== Data excerpts ==
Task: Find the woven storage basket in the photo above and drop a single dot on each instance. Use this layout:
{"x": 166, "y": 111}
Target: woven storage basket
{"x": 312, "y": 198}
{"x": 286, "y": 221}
===
▸ Task details
The entries above are to be retyped exactly, with nothing left out.

▸ Completed task
Task: Find the woven storage basket in the photo above and drop a single dot on each instance. Use this layout:
{"x": 166, "y": 111}
Target: woven storage basket
{"x": 312, "y": 198}
{"x": 286, "y": 221}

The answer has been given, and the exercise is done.